--- Task statement ---
Repeat the records below verbatim, from the line containing "Expected: for every instance of the distant" through the end of the records, both ends included.

[Extracted data entries]
⁂

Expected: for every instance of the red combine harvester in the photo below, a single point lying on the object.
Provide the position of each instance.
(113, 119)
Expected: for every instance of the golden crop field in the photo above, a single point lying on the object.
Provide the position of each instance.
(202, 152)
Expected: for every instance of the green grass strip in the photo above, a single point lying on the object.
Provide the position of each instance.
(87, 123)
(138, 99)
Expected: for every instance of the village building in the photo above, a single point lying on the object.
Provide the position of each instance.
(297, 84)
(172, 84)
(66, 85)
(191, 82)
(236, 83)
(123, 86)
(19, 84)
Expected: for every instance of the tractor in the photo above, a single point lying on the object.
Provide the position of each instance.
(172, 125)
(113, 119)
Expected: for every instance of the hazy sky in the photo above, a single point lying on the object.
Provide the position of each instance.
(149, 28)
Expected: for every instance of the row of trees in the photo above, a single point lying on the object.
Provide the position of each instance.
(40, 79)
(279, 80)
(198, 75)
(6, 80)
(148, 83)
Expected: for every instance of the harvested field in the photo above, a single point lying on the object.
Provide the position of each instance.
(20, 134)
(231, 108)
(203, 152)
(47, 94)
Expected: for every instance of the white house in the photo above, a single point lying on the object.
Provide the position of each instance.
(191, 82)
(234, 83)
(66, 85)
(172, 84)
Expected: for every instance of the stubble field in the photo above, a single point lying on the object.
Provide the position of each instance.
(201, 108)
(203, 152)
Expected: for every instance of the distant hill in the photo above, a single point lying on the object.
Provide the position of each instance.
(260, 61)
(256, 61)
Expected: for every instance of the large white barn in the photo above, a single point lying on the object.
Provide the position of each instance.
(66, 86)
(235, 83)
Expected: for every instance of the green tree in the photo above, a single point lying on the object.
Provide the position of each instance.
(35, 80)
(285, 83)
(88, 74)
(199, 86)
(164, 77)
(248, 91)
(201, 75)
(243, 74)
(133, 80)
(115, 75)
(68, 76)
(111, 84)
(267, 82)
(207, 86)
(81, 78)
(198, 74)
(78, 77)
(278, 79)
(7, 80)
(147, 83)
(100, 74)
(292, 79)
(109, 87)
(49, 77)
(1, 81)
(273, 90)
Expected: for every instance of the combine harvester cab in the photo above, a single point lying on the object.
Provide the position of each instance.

⁂

--- Solution ---
Expected: for every instance of the distant hill in the photo above, a single point lying on the object.
Provide the position of each instance.
(260, 61)
(256, 61)
Expected: for every instance of the large white barn in the photo above, a single point lying on the object.
Provide the position of each instance.
(66, 86)
(235, 83)
Expected: for every instance of the green tree in the photo above, a single point lying on the object.
Provide the position of each instance.
(35, 80)
(285, 83)
(88, 74)
(199, 86)
(164, 77)
(248, 91)
(201, 75)
(243, 74)
(133, 80)
(115, 75)
(68, 76)
(111, 84)
(267, 82)
(207, 86)
(81, 78)
(198, 74)
(78, 77)
(278, 79)
(7, 80)
(147, 83)
(100, 74)
(292, 79)
(109, 87)
(49, 77)
(1, 81)
(273, 90)
Expected: for every instance of the combine harvester cab in the photo above, a single point lying on the object.
Provide the position of each instance.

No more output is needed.